• [STATED EXERCISE A] Summarize the passage on Jesus's entry into Jerusalem in two sentences.
• [STATED EXERCISE B] Write out the passage on Jesus's entry into Jerusalem word for word, from "Psalm 118:26-27 Blessed" up to and including "greatly, Daughter Zion!".

There is something a bit mysterious about the account of Jesus sending two disciples to get the colt. It is hard to be sure but there does seem to have been a prior arrangement made by Jesus that the two disciples did not know the details of. To think that Jesus knew through his divine powers that the colt would be there is probably to over-emphasize the divine in Jesus and forget that he was also human. The account of the way Jesus entered Jerusalem is full of hints of OT passages. Three of the most important are:
1 Kings 1:33-35 which reads: "Take your lord's servants with you and have Solomon my son mount my own mule and take him down to Gihon. There have Zadok the priest and Nathan the prophet anoint him king over Israel. Blow the trumpet and shout, 'Long live King Solomon!' Then you are to go up with him, and he is to come and sit on my throne and reign in my place. I have appointed him ruler over Israel and Judah."
Psalm 118:26-27 Blessed is he who comes in the name of the LORD. From the house of the LORD we bless you. The LORD is God, With boughs in hand, join in the festal procession.
Zechariah 9:9 Rejoice greatly, Daughter Zion!
Shout, Daughter Jerusalem!
See, your king comes to you,
righteous and having salvation,
lowly and riding on a donkey,
on a colt, the foal of a donkey.
Each of these is important in that Jesus did things that ensured that he fulfilled these prophecies. Jesus often fulfilled prophecies without having any apparent control on what happened but this is totally deliberate.
Question 2: Why did Jesus make sure these prophecies were fulfilled? Why did he make his entry into Jerusalem into such a public spectacle?

• [DATASET CONTENT]
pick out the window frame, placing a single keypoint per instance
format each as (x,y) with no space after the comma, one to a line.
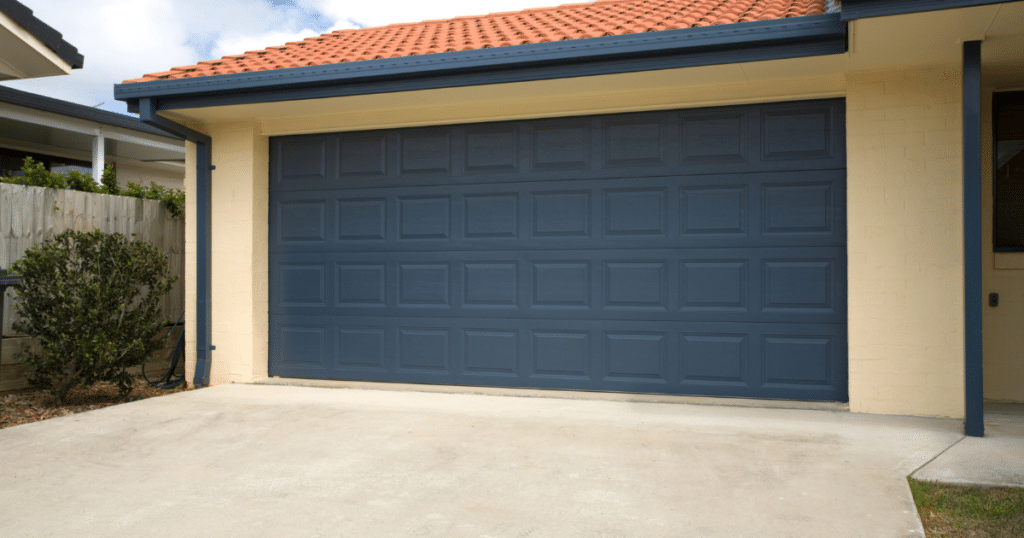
(1000,99)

• [EXPECTED OUTPUT A] The passage suggests that Jesus likely made a prior arrangement for the colt his two disciples fetched, rather than knowing through divine powers that it would be there, and that the account of his entry into Jerusalem is full of hints of Old Testament passages, chiefly 1 Kings 1:33-35, Psalm 118:26-27 and Zechariah 9:9. It states that Jesus did things to ensure he fulfilled these prophecies, and that, although he often fulfilled prophecies without any apparent control over what happened, this was totally deliberate.

• [EXPECTED OUTPUT B]
Psalm 118:26-27 Blessed is he who comes in the name of the LORD. From the house of the LORD we bless you. The LORD is God, With boughs in hand, join in the festal procession.
Zechariah 9:9 Rejoice greatly, Daughter Zion!